__TASKS__
1) Answer these questions using the rocPRIM releases page.
(a) Which ROCm version is the release marked "Latest" built for?
(b) Which architecture received tuned configurations for segmented radix sort?
(c) Which standard library function is the new find_first_of device function compared to?
2) List every command-line flag for rtest.py that appears on the rocPRIM releases page.

__PAGE__
——————

Releases · ROCm/rocPRIM

20 May 13:16

rocm-ci

rocm-6.4.1

d8771ec

rocPRIM 3.4.0 for ROCm 6.4.1 Latest

Latest

rocPRIM code for ROCm 6.4.1 did not change. The library was rebuilt for the updated ROCm 6.4.1 stack.

Assets 2

11 Apr 13:35

rocm-ci

rocm-6.4.0

d8771ec

rocPRIM 3.4.0 for ROCm 6.4.0

Added

Added extended tests to rtest.py. These tests are extra tests that did not fit the criteria of smoke and regression tests. These tests will take much longer to run relative to smoke and regression tests.
Use python rtest.py [--emulation|-e|--test|-t]=extended to run these tests.
Added regression tests to rtest.py. Regression tests are a subset of tests that caused hardware problems for past emulation environments.
- Can be run with python rtest.py [--emulation|-e|--test|-t]=regression
Added the parallel find_first_of device function with autotuned configurations, this function is similar to std::find_first_of, it searches for the first occurrence of any of the provided elements.
Added --emulation option added for rtest.py
- Unit tests can be run with [--emulation|-e|--test|-t]=<test_name>
Added tuned configurations for segmented radix sort for gfx942 to improve performance on this architecture.

——————

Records
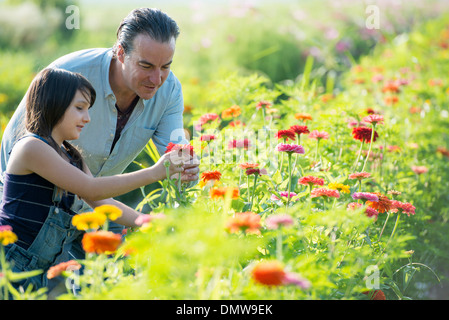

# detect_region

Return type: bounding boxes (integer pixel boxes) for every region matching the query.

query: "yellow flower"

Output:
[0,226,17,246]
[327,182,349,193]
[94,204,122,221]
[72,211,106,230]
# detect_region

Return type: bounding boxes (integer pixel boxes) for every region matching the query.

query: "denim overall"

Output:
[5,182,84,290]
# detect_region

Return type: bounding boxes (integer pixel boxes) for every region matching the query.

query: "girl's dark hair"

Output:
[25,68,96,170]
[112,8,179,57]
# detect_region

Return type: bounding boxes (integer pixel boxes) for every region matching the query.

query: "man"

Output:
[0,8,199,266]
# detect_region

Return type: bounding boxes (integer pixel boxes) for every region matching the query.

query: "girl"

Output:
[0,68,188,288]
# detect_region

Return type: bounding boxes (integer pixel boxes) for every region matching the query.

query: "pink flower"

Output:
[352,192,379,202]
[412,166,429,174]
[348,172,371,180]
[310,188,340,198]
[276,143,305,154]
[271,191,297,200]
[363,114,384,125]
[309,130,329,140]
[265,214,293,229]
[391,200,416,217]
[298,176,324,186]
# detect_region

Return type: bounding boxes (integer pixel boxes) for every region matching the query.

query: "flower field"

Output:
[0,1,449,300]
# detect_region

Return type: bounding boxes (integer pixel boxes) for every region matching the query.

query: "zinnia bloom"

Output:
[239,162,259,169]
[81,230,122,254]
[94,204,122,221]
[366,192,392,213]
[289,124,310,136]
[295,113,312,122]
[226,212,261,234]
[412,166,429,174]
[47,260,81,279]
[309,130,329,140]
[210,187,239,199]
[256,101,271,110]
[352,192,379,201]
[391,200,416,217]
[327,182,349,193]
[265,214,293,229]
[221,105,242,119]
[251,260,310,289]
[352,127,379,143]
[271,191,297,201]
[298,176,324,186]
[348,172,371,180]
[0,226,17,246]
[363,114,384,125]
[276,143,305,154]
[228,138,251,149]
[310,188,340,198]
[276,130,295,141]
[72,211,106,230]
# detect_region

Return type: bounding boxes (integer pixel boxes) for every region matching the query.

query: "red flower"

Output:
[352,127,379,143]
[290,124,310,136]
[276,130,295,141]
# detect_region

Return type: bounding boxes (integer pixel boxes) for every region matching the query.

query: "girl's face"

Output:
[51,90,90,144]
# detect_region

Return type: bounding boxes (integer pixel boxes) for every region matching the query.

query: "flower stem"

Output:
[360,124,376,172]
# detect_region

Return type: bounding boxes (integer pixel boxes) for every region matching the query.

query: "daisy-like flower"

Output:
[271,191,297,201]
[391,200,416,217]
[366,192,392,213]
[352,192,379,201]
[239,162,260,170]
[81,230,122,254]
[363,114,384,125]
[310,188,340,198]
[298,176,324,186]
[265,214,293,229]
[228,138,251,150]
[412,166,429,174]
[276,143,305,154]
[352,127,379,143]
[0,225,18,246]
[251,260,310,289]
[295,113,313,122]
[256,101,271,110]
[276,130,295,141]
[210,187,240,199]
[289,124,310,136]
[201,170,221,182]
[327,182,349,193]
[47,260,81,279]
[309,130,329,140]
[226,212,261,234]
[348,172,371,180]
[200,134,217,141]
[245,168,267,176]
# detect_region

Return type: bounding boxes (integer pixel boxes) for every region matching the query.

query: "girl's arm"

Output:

——————

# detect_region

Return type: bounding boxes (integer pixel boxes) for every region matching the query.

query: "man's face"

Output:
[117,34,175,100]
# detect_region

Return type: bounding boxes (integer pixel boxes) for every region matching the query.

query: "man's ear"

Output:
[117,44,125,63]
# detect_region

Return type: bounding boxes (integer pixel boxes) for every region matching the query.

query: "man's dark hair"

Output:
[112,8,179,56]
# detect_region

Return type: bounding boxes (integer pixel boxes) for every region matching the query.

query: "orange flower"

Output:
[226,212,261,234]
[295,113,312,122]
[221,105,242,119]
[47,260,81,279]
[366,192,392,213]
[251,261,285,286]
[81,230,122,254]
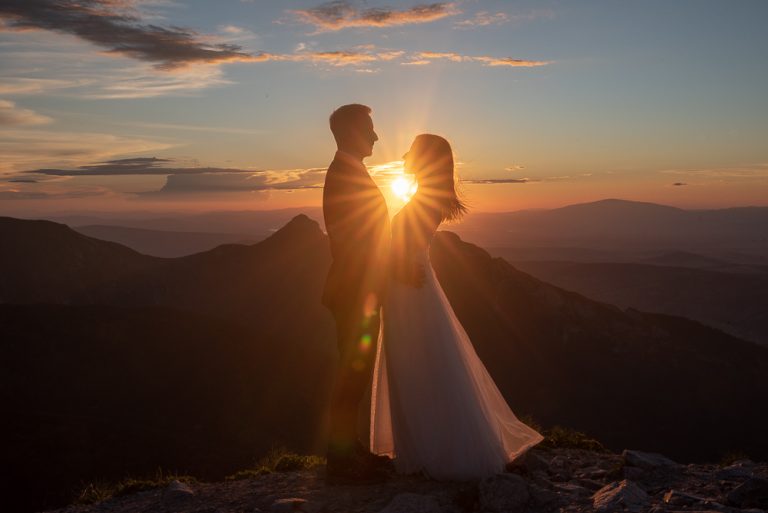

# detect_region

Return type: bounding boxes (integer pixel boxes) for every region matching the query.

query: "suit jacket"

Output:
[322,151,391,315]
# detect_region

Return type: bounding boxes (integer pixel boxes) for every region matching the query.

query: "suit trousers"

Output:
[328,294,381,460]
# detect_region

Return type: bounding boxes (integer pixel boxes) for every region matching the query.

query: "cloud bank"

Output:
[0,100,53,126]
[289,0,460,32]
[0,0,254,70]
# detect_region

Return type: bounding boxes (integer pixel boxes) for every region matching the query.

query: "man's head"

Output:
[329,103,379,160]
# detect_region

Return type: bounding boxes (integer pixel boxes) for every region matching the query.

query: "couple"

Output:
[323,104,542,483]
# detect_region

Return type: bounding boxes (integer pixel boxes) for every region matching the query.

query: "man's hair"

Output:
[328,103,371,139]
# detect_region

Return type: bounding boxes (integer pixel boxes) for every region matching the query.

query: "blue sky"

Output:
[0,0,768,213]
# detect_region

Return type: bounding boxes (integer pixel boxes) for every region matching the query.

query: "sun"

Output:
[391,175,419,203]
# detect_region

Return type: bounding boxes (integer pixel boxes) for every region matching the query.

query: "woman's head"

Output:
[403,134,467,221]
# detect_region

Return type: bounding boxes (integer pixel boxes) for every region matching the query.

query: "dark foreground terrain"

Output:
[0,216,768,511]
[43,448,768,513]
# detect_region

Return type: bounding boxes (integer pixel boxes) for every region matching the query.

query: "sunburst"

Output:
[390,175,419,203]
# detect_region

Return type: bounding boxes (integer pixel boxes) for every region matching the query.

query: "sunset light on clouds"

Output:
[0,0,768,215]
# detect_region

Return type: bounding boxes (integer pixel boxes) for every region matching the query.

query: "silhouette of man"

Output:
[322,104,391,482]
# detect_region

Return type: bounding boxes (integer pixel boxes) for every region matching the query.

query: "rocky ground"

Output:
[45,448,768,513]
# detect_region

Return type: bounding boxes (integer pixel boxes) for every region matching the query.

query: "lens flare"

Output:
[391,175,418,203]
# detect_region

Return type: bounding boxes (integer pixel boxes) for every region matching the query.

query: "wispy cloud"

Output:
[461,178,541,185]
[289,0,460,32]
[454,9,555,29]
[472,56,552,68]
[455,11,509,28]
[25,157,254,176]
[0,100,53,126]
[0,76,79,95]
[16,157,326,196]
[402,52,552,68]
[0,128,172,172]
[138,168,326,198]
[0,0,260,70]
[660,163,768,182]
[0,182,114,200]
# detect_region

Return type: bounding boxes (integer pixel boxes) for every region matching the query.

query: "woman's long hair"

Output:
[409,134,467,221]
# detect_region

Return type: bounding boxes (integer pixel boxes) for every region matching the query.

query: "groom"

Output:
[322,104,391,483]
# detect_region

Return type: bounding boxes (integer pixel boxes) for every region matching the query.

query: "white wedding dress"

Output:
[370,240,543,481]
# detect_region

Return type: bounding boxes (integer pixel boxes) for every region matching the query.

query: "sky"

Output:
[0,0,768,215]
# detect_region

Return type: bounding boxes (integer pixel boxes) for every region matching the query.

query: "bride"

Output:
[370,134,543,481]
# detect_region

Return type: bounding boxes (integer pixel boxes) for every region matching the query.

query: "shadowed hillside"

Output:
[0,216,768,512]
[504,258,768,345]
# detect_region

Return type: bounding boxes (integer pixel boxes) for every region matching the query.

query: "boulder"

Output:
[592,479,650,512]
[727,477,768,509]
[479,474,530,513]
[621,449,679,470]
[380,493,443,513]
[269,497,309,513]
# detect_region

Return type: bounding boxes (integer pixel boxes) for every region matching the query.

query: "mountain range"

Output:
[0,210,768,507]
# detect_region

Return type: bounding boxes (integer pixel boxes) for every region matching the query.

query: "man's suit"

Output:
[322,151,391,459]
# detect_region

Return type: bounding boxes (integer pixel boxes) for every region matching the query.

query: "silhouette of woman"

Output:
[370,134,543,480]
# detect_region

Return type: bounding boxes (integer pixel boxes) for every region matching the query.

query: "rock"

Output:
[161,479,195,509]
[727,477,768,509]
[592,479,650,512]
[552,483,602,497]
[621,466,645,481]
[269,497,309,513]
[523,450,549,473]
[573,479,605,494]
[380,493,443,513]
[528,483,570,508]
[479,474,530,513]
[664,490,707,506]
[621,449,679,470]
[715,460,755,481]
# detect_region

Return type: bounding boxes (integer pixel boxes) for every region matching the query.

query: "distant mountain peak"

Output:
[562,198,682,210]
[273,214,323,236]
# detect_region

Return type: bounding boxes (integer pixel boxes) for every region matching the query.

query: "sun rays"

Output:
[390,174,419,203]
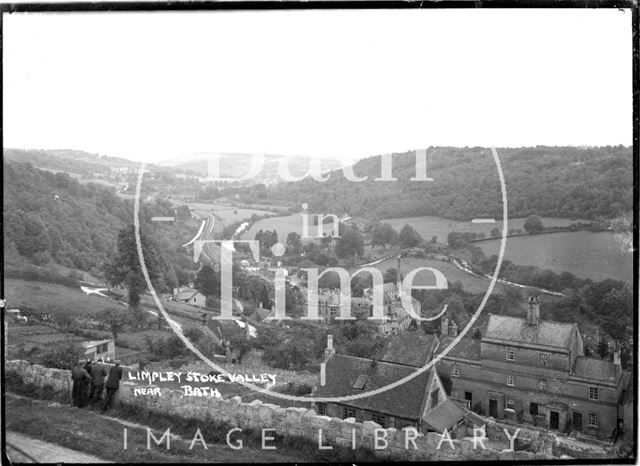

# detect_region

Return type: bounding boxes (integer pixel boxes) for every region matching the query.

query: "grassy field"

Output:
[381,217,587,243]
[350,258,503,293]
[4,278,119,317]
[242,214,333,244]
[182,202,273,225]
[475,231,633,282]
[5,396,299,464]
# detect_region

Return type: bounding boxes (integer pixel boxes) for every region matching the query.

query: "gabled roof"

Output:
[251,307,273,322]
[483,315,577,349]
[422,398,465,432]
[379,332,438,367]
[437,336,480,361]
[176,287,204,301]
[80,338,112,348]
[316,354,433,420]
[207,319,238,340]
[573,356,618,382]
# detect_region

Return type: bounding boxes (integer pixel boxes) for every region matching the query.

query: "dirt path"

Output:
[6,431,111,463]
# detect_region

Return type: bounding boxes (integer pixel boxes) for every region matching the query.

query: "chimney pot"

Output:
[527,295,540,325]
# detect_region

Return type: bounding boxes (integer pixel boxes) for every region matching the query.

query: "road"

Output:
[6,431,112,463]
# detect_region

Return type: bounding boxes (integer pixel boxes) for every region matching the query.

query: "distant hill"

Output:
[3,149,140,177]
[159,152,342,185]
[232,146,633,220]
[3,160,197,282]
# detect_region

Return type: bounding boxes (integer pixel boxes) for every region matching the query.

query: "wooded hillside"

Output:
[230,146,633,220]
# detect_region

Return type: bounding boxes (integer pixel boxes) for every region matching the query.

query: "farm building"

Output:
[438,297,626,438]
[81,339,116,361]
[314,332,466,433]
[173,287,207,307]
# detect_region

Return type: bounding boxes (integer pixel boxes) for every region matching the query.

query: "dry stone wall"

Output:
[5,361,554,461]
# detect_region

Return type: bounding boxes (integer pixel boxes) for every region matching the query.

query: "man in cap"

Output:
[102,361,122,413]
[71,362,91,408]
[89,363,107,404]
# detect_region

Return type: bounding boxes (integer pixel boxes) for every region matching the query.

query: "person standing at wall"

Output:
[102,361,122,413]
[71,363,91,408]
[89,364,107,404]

——————

__PER-TASK OUTPUTS__
1)
(a) ROCm 6.4.1
(b) gfx942
(c) std::find_first_of

2)
--emulation
-e
--test
-t